* [DIRECTIVE]: In the MCAS passage, at what altitude did the Lion Air pilots retract the flaps?

* [SUPPLIED PASSAGE]:

Ludtke didn’t work directly on the MCAS, but he worked with those who did. He said that if the group had built the MCAS in a way that would depend on two sensors, and would shut the system off if one fails, he thinks the company would have needed to install an alert in the cockpit to make the pilots aware that the safety system was off.
And if that happens, Ludtke said, the pilots would potentially need training on the new alert and the underlying system. That could mean simulator time, which was off the table.
“The decision path they made with MCAS is probably the wrong one,” Ludtke said. “It shows how the airplane is a bridge too far.”
Boeing said Tuesday that the company’s internal analysis determined that relying on a single source of data was acceptable and in line with industry standards because pilots would have the ability to counteract an erroneous input.
In addition to the imminent software fix for the MCAS, people familiar with Boeing’s plans said the company now intends to make standard two features that previously were optional add-ons at extra cost.
The MAX cockpit will now include a warning light that will illuminate when the two angle-of-attack sensors disagree. And airlines can opt to add, free of charge, angle-of-attack data to the primary flight display.
The company has also started holding information sessions with airlines and regulators about the proposed software fix.
Even before the MCAS system activated during the 737 MAX crash of Lion Air Flight 610 last October, the flight’s data showed signs of a problem.
While the pilots didn’t know it, the plane’s two angle-of-attack sensors were recording substantial disagreements even before takeoff. Once the plane left the ground, the pilots immediately got warnings about the airspeed and the risk of a stall.
The pilots managed to ascend because the MCAS system isn’t designed to operate until pilots retract the flaps used on takeoff. It also doesn’t operate in autopilot mode.
Once the Lion Air pilots retracted the flaps at an altitude of 5,000 feet, however, the MCAS interpreted the erroneous angle-of-attack information and automatically swiveled the airplane’s horizontal tail so as to push the jet’s nose sharply down.
Although the pilot countered the horizontal tail movement and brought the nose back up, the faulty signal continued, so the MCAS pushed it back down again repeatedly during a mortifying 12-minute roller-coaster ride. The pilot lost control and the plane plunged into the sea, killing 189 people.
After the crash this month of another 737 MAX, Ethiopian Airlines Flight 302, initial reports suggest that its shorter flight trajectory was similar. And a part found in the wreckage, the jackscrew, shows that on impact, the horizontal tail was swiveled so as to point the nose sharply down. These clues mean the MCAS is suspected in that tragedy also.
Matt Menza, a former Boeing pilot who worked on the MAX, said that during flight testing of planes ready for delivery, he wasn’t aware of any events that indicated a problem with the stall warning or the MCAS system. But he said an ideal system would have been built on two angle-of-attack probes, so that a single bad value wouldn’t cause problems.

Collection entries:
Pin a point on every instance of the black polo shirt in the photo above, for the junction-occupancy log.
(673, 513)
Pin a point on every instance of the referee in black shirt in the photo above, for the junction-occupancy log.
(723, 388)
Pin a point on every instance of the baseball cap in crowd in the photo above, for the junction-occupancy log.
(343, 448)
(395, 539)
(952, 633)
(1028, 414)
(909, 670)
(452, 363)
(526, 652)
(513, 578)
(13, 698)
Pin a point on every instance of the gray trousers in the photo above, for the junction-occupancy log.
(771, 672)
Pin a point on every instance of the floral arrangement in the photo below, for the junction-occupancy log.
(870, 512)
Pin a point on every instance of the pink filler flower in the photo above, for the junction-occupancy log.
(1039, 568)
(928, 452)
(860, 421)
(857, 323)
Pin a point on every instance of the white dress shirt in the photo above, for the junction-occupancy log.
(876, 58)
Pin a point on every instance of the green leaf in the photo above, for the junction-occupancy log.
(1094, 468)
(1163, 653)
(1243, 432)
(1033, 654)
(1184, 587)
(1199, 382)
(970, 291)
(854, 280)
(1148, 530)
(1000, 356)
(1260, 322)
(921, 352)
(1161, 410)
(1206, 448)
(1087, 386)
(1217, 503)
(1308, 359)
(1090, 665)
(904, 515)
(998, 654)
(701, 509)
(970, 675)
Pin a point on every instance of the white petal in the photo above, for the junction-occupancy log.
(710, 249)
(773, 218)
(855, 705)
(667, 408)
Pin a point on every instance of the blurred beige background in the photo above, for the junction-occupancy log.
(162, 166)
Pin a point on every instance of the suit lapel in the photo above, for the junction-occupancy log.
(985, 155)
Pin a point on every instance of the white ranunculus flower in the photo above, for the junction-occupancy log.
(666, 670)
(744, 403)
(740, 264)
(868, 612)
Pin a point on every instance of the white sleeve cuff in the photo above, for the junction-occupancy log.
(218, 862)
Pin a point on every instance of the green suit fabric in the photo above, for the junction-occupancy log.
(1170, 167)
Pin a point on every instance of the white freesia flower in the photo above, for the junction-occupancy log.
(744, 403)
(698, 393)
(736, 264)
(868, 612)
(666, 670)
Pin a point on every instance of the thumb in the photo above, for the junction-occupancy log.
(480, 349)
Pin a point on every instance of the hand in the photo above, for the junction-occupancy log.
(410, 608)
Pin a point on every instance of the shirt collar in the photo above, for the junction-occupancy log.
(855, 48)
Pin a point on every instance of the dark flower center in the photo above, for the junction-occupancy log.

* [THE COMPLETED TASK]: 5,000 feet